• [Passage given]:
-- Start --
## Reading the file with pandas

In [2]:
import pandas as pd

In [3]:
colnames = ["sentiment", "tweet"]

In [4]:
tweets = pd.read_csv('twitter-2013train-A.tsv', sep='\t', header=None, usecols=[1,2], names=colnames)

In [5]:
tweets = tweets.drop(tweets[tweets["tweet"] == "Not Available"].index)

In [6]:
len(tweets)

7049

In [7]:
mapping = {'positive': 1, 'negative': -1, 'neutral': 0 }

In [8]:
tweets = tweets.replace({'sentiment': mapping})

In [9]:
len(tweets)

7049

In [10]:
X = tweets["tweet"]

In [11]:
y = tweets["sentiment"]

## Read all files in one df

In [12]:
tweets2015 = pd.read_csv('twitter-2015train-A.tsv', sep='\t', header=None, usecols=[1,2], names=colnames)

In [13]:
tweets2015 = tweets2015.drop(tweets2015[tweets2015["tweet"] == "Not Available"].index)

In [14]:
tweets2015 = tweets2015.replace({'sentiment': mapping})

In [15]:
len(tweets2015)

356

In [16]:
tweets2016 = pd.read_csv('twitter-2016train-A.tsv', sep='\t', header=None, usecols=[1,2], names=colnames)

In [17]:
tweets2016 = tweets2016.drop(tweets2016[tweets2016["tweet"] == "Not Available"].index)

In [18]:
tweets2016 = tweets2016.replace({'sentiment': mapping})

In [19]:
len(tweets2016)

4513

In [20]:
type(tweets2016)

pandas.core.frame.DataFrame

In [21]:
all_tweets = pd.concat([tweets, tweets2015, tweets2016])

In [22]:
len(all_tweets)

11918

In [23]:
#all_tweets

In [24]:
X = all_tweets["tweet"]

In [25]:
y = all_tweets["sentiment"]

## Create vector from text

### Bow

In [26]:
from nltk.stem.snowball import SnowballStemmer

In [27]:
from sklearn.feature_extraction.text import CountVectorizer

In [28]:
stemmer = SnowballStemmer('english')

In [29]:
from nltk.corpus import stopwords
import string

In [30]:
sw = set(stopwords.words('english')) 
punctuation = set(string.punctuation)
-- End --
• [To do]:
A. In the pandas notebook above, what number does the sentiment mapping assign to "negative"?
B. Quote everything in the pandas notebook above from "## Create vector" down to "stemmer = SnowballStemmer('english')", keeping every character unchanged.

• [Material provided]:
-- Start --
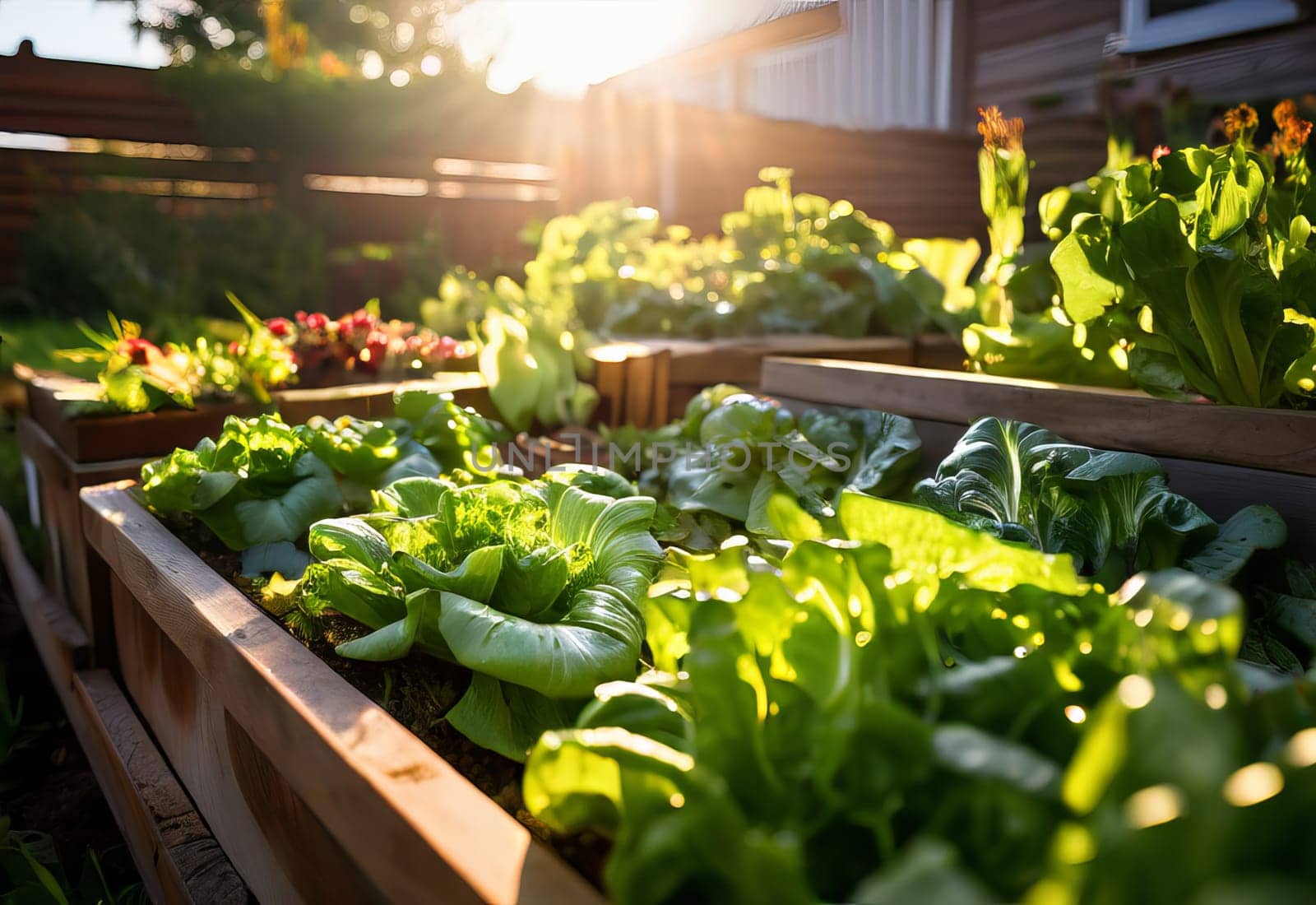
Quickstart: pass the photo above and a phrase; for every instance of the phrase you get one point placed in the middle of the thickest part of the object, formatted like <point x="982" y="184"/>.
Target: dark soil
-- End --
• [Solutions below]:
A. -1

B.
## Create vector from text

### Bow

In [26]:
from nltk.stem.snowball import SnowballStemmer

In [27]:
from sklearn.feature_extraction.text import CountVectorizer

In [28]:
stemmer = SnowballStemmer('english')